## Document segment
▼▼▼

I don't want us to be bogged down in pure semantics here, but I think the answer is that in a very profound way, life is not a simulation in the sense we're discussing. For the relevant variables, life is not based on an underlying theoretical process in the usual sense, of whose parameters we use random numbers to approximate in simulations.
For example, we evaluate biological data in terms of 'the' mutation rate in genomes from parent to offspring. But in fact, we know there is no such thing as 'the' mutation rate, one that applies to each nucleotide as it is replicated from one generation to the next, and from which each actual mutation is a random draw. The observed rate of mutation at a given location in a given sample of a given species' genomes depends among other things on the sex, the particular nucleotides surrounding the site in question (and hence all sites along the DNA string), and the nature of the mutation-detection proteins coded by that individual's genome, and mutagen levels in the environment. In our theory, and in our simulations, we assume an average rate, and that the variation from that average will, so to speak, 'average out' in our simulations.

▲▲▲

## About this exercise
Reproduce the passage on mutation rates word for word, everything from "For example, we" down to "in our simulations.". The lines that follow the passage have nothing to do with it.

## Extracted material

▼▼▼

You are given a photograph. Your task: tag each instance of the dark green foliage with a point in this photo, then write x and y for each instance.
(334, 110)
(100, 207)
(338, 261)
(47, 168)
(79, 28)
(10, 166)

▲▲▲

## Result of this task
For example, we evaluate biological data in terms of 'the' mutation rate in genomes from parent to offspring. But in fact, we know there is no such thing as 'the' mutation rate, one that applies to each nucleotide as it is replicated from one generation to the next, and from which each actual mutation is a random draw. The observed rate of mutation at a given location in a given sample of a given species' genomes depends among other things on the sex, the particular nucleotides surrounding the site in question (and hence all sites along the DNA string), and the nature of the mutation-detection proteins coded by that individual's genome, and mutagen levels in the environment. In our theory, and in our simulations, we assume an average rate, and that the variation from that average will, so to speak, 'average out' in our simulations.